**EXTRACTED TEXT**
=== Section Start ===
Make Ahead Mashed Potatoes Recipe

5.2 from 23 reviews

These Make Ahead Mashed Potatoes are creamy, buttery, and perfect for preparing in advance to save time on busy days. Made with Russet potatoes, butter, milk, and cream, they can be refrigerated and baked later for warm, fluffy mashed potatoes that complement any meal.

Ingredients

Scale

Potatoes

  • 4 pounds Russet potatoes (about 8 medium)
  • Salt, for boiling and seasoning

Dairy Mixture

  • 1/2 cup Butter (1 stick)
  • 3/4 cup Milk
  • 1/2 cup Heavy cream
  • 1/4 teaspoon Black pepper

Garnish (Optional)

  • Fresh minced parsley

Instructions

  1. Boil Water and Salt: In a 5-quart pot, bring about 2 inches of water to a boil. Once boiling, add 1 tablespoon of salt to the water to season it.
  2. Prepare Potatoes: While waiting for the water to boil, rinse, peel, and dice the Russet potatoes into one-inch chunks. Place these potatoes into the boiling salted water, ensuring they are fully submerged. Cover the pot with a lid and cook over medium-low heat for 20-25 minutes, or until the potatoes are fork-tender.
=== Section End ===
**PROBLEMS TO WORK ON**
**A)** In the mashed potatoes recipe, repeat word for word the part that opens with the words containing "Instructions" and closes with "potatoes are fork-tender.".
**B)** Carry on the make-ahead mashed potatoes recipe from the point where it stops.

**Collected data**
=== Section Start ===
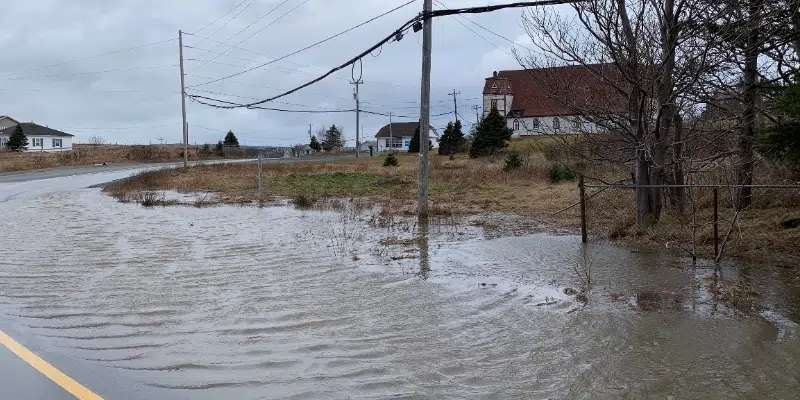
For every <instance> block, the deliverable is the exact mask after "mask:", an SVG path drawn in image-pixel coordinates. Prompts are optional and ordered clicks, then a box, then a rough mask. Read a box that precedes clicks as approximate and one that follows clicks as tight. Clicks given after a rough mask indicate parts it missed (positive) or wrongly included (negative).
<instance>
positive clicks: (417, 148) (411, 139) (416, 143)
mask: <svg viewBox="0 0 800 400" xmlns="http://www.w3.org/2000/svg"><path fill="white" fill-rule="evenodd" d="M408 152H409V153H419V125H417V129H416V130H414V136H412V137H411V143H409V144H408Z"/></svg>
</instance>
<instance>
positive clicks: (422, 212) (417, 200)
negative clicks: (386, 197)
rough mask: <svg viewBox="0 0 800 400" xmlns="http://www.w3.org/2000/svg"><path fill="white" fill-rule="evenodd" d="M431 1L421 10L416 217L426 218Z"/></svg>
mask: <svg viewBox="0 0 800 400" xmlns="http://www.w3.org/2000/svg"><path fill="white" fill-rule="evenodd" d="M432 10H433V0H425V3H424V5H423V9H422V83H421V85H420V91H421V92H422V93H421V94H420V100H421V101H420V110H419V117H420V118H419V120H420V121H419V125H420V127H419V136H420V140H419V144H420V146H419V192H418V198H417V216H419V217H427V216H428V130H429V129H430V118H431V115H430V113H431V46H432V44H433V43H432V42H433V38H432V30H433V19H432V18H431V16H430V13H431V11H432Z"/></svg>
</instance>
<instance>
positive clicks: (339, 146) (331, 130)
mask: <svg viewBox="0 0 800 400" xmlns="http://www.w3.org/2000/svg"><path fill="white" fill-rule="evenodd" d="M343 147H344V141H342V129H341V128H339V127H338V126H336V125H331V127H330V128H328V130H326V131H325V137H324V138H323V139H322V149H323V150H325V151H331V150H338V149H341V148H343Z"/></svg>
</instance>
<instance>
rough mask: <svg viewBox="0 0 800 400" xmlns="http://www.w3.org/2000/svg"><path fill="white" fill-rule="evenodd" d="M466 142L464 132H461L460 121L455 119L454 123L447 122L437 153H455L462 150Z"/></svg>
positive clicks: (440, 153) (450, 153) (442, 135)
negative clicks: (438, 148) (446, 127)
mask: <svg viewBox="0 0 800 400" xmlns="http://www.w3.org/2000/svg"><path fill="white" fill-rule="evenodd" d="M466 142H467V139H466V138H465V137H464V133H463V132H461V121H456V123H455V124H453V123H452V122H449V123H448V124H447V128H445V130H444V134H442V138H441V140H440V141H439V154H440V155H445V156H446V155H450V154H456V153H458V152H460V151H462V149H463V148H464V145H465V144H466Z"/></svg>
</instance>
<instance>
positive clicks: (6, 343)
mask: <svg viewBox="0 0 800 400" xmlns="http://www.w3.org/2000/svg"><path fill="white" fill-rule="evenodd" d="M0 344H2V345H3V346H6V347H8V349H9V350H11V351H12V352H13V353H14V354H16V355H17V356H18V357H19V358H21V359H22V360H23V361H25V362H26V363H28V364H29V365H30V366H31V367H33V368H35V369H36V370H37V371H39V372H41V373H42V374H43V375H44V376H46V377H48V378H49V379H50V380H51V381H53V382H55V384H56V385H58V386H61V388H63V389H64V390H66V391H67V392H70V393H71V394H72V395H73V396H75V397H77V398H79V399H81V400H103V398H102V397H100V396H98V395H96V394H94V393H93V392H92V391H91V390H89V389H87V388H86V387H85V386H83V385H81V384H80V383H78V382H76V381H75V380H74V379H72V378H70V377H68V376H67V375H66V374H64V373H63V372H61V371H59V370H58V369H56V367H54V366H52V365H50V363H48V362H47V361H45V360H42V359H41V358H40V357H39V356H37V355H36V354H33V352H32V351H30V350H28V349H26V348H25V346H23V345H21V344H19V343H18V342H17V341H16V340H14V339H12V338H11V336H8V335H7V334H6V333H5V332H3V331H2V330H0Z"/></svg>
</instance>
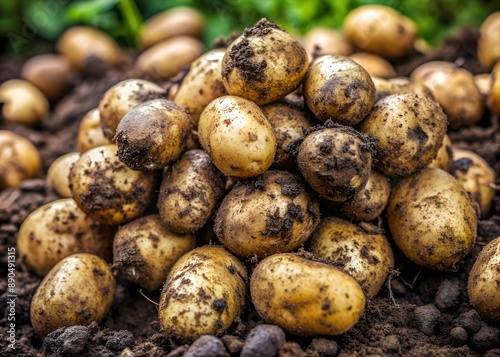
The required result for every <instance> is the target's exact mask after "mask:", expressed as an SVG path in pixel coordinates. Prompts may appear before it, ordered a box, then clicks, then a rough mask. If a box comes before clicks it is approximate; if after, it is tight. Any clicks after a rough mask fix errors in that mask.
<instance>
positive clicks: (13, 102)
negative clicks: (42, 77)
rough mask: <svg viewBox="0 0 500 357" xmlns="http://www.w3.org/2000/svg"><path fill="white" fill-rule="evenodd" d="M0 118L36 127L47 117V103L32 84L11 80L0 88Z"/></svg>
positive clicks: (40, 92) (4, 83) (5, 82)
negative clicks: (1, 112) (1, 110)
mask: <svg viewBox="0 0 500 357" xmlns="http://www.w3.org/2000/svg"><path fill="white" fill-rule="evenodd" d="M0 103H2V108H1V109H2V117H3V118H4V119H5V120H8V121H10V122H13V123H19V124H23V125H28V126H34V125H37V124H38V123H40V122H41V121H42V119H43V118H45V117H46V116H47V113H48V112H49V102H48V101H47V98H46V97H45V95H44V94H43V93H42V92H41V91H40V90H39V89H38V88H37V87H35V86H34V85H33V84H31V83H30V82H28V81H25V80H23V79H11V80H8V81H6V82H3V83H2V85H1V86H0Z"/></svg>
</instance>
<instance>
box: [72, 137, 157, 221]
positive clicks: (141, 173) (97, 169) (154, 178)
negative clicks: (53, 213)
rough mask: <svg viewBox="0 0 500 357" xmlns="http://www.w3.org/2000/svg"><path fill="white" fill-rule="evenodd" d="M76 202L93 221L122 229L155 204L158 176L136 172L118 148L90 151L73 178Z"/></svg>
=== Section End ===
**ANSWERS BY TASK**
**A)**
Instructions

  1. Boil Water and Salt: In a 5-quart pot, bring about 2 inches of water to a boil. Once boiling, add 1 tablespoon of salt to the water to season it.
  2. Prepare Potatoes: While waiting for the water to boil, rinse, peel, and dice the Russet potatoes into one-inch chunks. Place these potatoes into the boiling salted water, ensuring they are fully submerged. Cover the pot with a lid and cook over medium-low heat for 20-25 minutes, or until the potatoes are fork-tender.

**B)**
  3. Drain and Begin Mashing: Remove the pot from heat and drain the potatoes thoroughly. Return the potatoes to the pot and sprinkle with 1 teaspoon of salt. Mash them several times using a potato masher to break them down.
  4. Prepare Dairy Mixture: In a small saucepan, combine the butter, milk, heavy cream, and 1/4 teaspoon pepper. Warm over medium-low heat until the butter is fully melted. Warming the dairy prevents the potatoes from tightening up. Reserve 1/4 cup of this mixture and set it aside for later use. This step can also be done in the microwave.
  5. Combine Mashed Potatoes and Dairy: Pour half of the warm butter mixture over the mashed potatoes. Stir to combine. Add more of the butter mixture gradually, mixing just until the potatoes become light and fluffy. Be careful not to overmix as this can make the potatoes gummy.
  6. Store for Later: Transfer the mashed potatoes into a greased 9″x13″ baking pan. Cover the pan and refrigerate the potatoes for up to 24 hours until ready to bake.
  7. Prepare for Baking: When ready to bake, pour the reserved remaining butter mixture over the top of the potatoes. If it has solidified, re-melt it in the microwave before pouring.
  8. Bake: Bake the potatoes uncovered in a preheated 350°F (175°C) oven for 40-45 minutes, or until heated throughout. Stir before serving if desired.
  9. Optional Immediate Baking: If baking immediately while the potatoes are still hot, reduce baking time accordingly to avoid drying out the dish.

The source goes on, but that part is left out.